◆ **Tarefas**:
(1) No texto sobre ensino em tempo integral, por que dezenas de cidades do interior do Rio Grande do Sul não estão aptas a receber essa modalidade? Explique em até três frases.
(2) Segundo o texto sobre ensino em tempo integral, qual era a porcentagem de estudantes do Rio Grande do Sul matriculados nessa modalidade em 2023?
(3) Transcreva do texto sobre ensino em tempo integral tudo o que vai desde "Em 2022, somente" até "alunos(as) nas escolas.".

◆ **Página**:
Bandeira do governo Leite, escolas enfrentam dificuldades para implementar educação em tempo integral


Em 2014, o Plano Nacional da Educação (PNE), lançado durante o governo de Dilma Rousseff (PT), estabeleceu 20 metas a serem cumpridas em um prazo de dez anos, a fim de melhorar o acesso, os investimentos e a qualidade na educação pública brasileira. Entre elas, o plano visava oferecer educação em tempo integral com, no mínimo, sete horas diárias, em pelo menos 50% das escolas da rede pública. 

Dez anos depois, o Rio Grande do Sul permanece na penúltima colocação entre os estados brasileiros a oferecer o ensino em tempo integral. Para se ter ideia, em 2023, apenas 6,5% dos estudantes do estado estavam matriculados nessa modalidade de ensino. 

Em 2022, somente 18 instituições do Rio Grande do Sul ofereciam esta modalidade, ou seja, 4% das instituições estaduais. Tentando correr contra o tempo, o governador Eduardo Leite (PSDB) estipulou que, entre os anos de 2023 e 2026, a meta estabelecida pelo PNE será batida no RS, que deverá ter 550 escolas funcionando com turno integral até o fim deste prazo. Apesar disso, o programa adotado pela Secretaria da Educação (Seduc) não leva em consideração uma série de fatores, como infraestrutura, quadro de servidoras(es) e a valorização salarial, que são cruciais para tornar isso uma realidade, aparentando limitar-se à ampliação do tempo de permanência dos alunos(as) nas escolas. 

Vale ressaltar que, para as escolas se tornarem de turno integral, precisam antes preencher uma série de requisitos. Primeiro, é necessário que tenham Ensino Médio diurno, em um prédio próprio, com cozinha, refeitório e espaços adequados para receber essas turmas. A escola também não pode ser a única a oferecer o Ensino Médio no município, o que faz com que dezenas de cidades do interior não estejam aptas a receber essa modalidade. 

“O governo Leite está implementando no estado muitas escolas de ensino em tempo integral sem uma política de diálogo profundo com os estudantes e as famílias, e isso ignora um fator importante: muitos alunos têm um comprometimento grande com o trabalho para ajudar no sustento das famílias”, elucida a tesoureira-geral e representante da Comissão de Educação do CPERS, Rosane Zan. “Isso tem provocado evasão e total desigualdade, porque ficam na escola os que têm mais condições de permanência”, completa. 

Dados revelados pelo Censo Escolar de 2023 e outros que podem ser extraídos de estudos do IBGE, como a Pesquisa Nacional por Amostra de Domicílios Contínua (PNADC), revelam que, em 2023, 49 mil jovens gaúchos(as), entre 14 e 18 anos, estavam fora da escola e não haviam concluído o Ensino Médio.

◆ **Material fornecido**:
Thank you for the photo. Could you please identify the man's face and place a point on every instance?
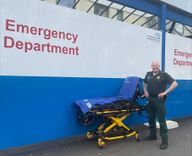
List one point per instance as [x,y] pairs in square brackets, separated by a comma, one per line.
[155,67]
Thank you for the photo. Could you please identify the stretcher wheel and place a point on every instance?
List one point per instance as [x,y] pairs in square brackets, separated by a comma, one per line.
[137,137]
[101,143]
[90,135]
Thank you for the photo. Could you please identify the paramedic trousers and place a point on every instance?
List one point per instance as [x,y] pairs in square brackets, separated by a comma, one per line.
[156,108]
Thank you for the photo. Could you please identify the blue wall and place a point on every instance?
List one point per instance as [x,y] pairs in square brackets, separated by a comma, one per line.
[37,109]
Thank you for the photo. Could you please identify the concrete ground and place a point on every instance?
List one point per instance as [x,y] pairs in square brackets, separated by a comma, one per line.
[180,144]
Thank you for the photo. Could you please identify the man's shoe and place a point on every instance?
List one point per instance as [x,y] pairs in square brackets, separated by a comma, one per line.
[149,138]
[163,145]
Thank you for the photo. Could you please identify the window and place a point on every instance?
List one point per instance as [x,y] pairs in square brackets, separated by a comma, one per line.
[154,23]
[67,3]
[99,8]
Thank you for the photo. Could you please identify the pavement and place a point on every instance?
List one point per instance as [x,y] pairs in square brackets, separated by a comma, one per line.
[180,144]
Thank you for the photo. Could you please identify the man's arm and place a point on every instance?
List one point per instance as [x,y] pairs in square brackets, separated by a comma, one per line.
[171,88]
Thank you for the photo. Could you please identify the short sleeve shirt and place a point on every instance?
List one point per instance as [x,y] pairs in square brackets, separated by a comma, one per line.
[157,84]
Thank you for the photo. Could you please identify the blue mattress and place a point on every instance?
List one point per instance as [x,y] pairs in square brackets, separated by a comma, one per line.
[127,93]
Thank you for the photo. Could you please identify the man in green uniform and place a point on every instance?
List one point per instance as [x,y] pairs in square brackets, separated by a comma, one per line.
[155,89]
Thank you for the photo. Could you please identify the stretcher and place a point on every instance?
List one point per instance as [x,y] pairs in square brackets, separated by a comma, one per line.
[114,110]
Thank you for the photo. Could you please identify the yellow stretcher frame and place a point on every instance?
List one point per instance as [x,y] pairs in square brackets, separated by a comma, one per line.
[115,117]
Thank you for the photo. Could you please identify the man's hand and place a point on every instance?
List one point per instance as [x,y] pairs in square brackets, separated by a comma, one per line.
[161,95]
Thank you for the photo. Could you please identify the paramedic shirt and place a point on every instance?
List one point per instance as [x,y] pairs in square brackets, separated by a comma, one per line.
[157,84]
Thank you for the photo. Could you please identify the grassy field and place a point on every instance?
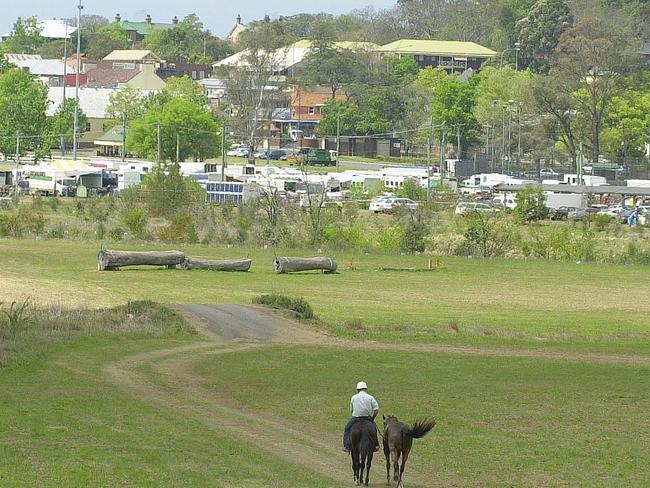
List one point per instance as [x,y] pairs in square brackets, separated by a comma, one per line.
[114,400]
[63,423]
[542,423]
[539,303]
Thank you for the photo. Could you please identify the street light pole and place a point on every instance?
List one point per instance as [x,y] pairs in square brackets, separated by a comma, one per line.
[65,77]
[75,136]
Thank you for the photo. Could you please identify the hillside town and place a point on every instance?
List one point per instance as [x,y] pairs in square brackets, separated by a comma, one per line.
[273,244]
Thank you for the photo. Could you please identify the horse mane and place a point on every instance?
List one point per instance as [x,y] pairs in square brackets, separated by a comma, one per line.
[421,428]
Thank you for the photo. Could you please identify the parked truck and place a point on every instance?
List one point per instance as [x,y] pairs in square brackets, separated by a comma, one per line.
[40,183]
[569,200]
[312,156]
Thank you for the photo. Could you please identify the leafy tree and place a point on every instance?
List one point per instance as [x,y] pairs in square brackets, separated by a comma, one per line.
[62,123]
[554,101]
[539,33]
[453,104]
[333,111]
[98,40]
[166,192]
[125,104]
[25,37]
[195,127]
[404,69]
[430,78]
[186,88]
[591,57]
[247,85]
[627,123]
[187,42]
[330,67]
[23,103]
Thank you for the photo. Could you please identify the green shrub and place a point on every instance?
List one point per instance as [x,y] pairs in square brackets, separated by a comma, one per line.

◆ **Respostas por tarefa**:
(1) A escola que passa ao turno integral não pode ser a única a oferecer o Ensino Médio no município. Essa exigência deixa dezenas de cidades do interior sem condições de receber a modalidade.

(2) 6,5% dos estudantes.

(3)
Em 2022, somente 18 instituições do Rio Grande do Sul ofereciam esta modalidade, ou seja, 4% das instituições estaduais. Tentando correr contra o tempo, o governador Eduardo Leite (PSDB) estipulou que, entre os anos de 2023 e 2026, a meta estabelecida pelo PNE será batida no RS, que deverá ter 550 escolas funcionando com turno integral até o fim deste prazo. Apesar disso, o programa adotado pela Secretaria da Educação (Seduc) não leva em consideração uma série de fatores, como infraestrutura, quadro de servidoras(es) e a valorização salarial, que são cruciais para tornar isso uma realidade, aparentando limitar-se à ampliação do tempo de permanência dos alunos(as) nas escolas.